Top of DOCUMENT PASSAGE
Just in: Brussels guarantees future of the EU youth orchestra
mainHaving threatened to cut the orchestra off last year, the EU Commission has now greed a formula to secure the future of the European Union Youth Orchestra.
Under measures to be put forward to the European Parliament, the EUYO will receive 600,000 Euros a year.
‘Together, we have shown that we can find creative solutions by overcoming bureaucratic procedures when it is in the interest of our citizens,’ said the EU president, Jean-Claude Juncker.
The EUYO was founded in 1976 by Joy and Lionel Bryer and is based in London. That may have to change.
Although this is good news. The EUYO is currently looking for a new home in mainland Europe as, post-‘Brexit’ (ughh!) it will no longer be appropriate to be based in London (in a country OUTSIDE the EU), where it has been all of its life so far, after March 2019. In addition, young British musicians, always an important major contingent in the EUYO hitherto, will be ineligible to play in the orchestra for the first time since its foundation.
€600,000 is more or less what the orchestra received from the European Commission ten years ago, so it’s a shame they couldn’t increment the grant a little to reflect the increase on costs over the last decade.
Actually, the EUYO itself states that UK musicians are still eligible to audition for the 2018 orchestra and that their future eligibility will depend upon forthcoming negotiations between the EU and UK.
http://www.euyo.eu/apply/auditions/rules-and-regulations/
In other words, nothing has been decided. These are uncertain times, unquestionably, but I’m not sure it’s helpful to present a far-from-certain worst case scenario as immovable fact.
What about the EU Baroque Orchestra?
I know the EUBO is also moving out of the UK (possibly to Antwerp). It has already stopped taking British musicians. I’m not sure about the financial implications regards the European Commission.
I heard, the brass section of the Berlin Philharmonic also held an internal referendum, and decided to break away from the orchrstra, citing bad leadwrship and overboarding control from the central conductor position.
Negotiations over the terms of the separation of the brass group from the orchestra, colloquially termed as ‘Brassxit’, are to begin immediately.
Bottom of DOCUMENT PASSAGE
Top of RAW DATA
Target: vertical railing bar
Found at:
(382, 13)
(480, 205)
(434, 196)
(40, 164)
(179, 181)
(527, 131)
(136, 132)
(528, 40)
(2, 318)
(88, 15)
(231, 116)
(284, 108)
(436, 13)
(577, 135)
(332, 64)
Bottom of RAW DATA
> [WHAT YOU NEED TO DO]
- a) Please repeat everything in the EUYO funding article from "The EUYO was" down to "since its foundation.".
- b) Turn the paragraph of the EUYO funding article that begins "Although this is good news." into a short bulleted list of its main facts.

> [RESULTS OF THE EXERCISE]
- a)
The EUYO was founded in 1976 by Joy and Lionel Bryer and is based in London. That may have to change.
Although this is good news. The EUYO is currently looking for a new home in mainland Europe as, post-‘Brexit’ (ughh!) it will no longer be appropriate to be based in London (in a country OUTSIDE the EU), where it has been all of its life so far, after March 2019. In addition, young British musicians, always an important major contingent in the EUYO hitherto, will be ineligible to play in the orchestra for the first time since its foundation.

- b)
- The EUYO is looking for a new home in mainland Europe.
- After March 2019, following Brexit, it will no longer be appropriate for the orchestra to be based in London, where it has been all its life, because London will be in a country outside the EU.
- Young British musicians, always a major contingent in the orchestra, will be ineligible to play in it for the first time since its foundation.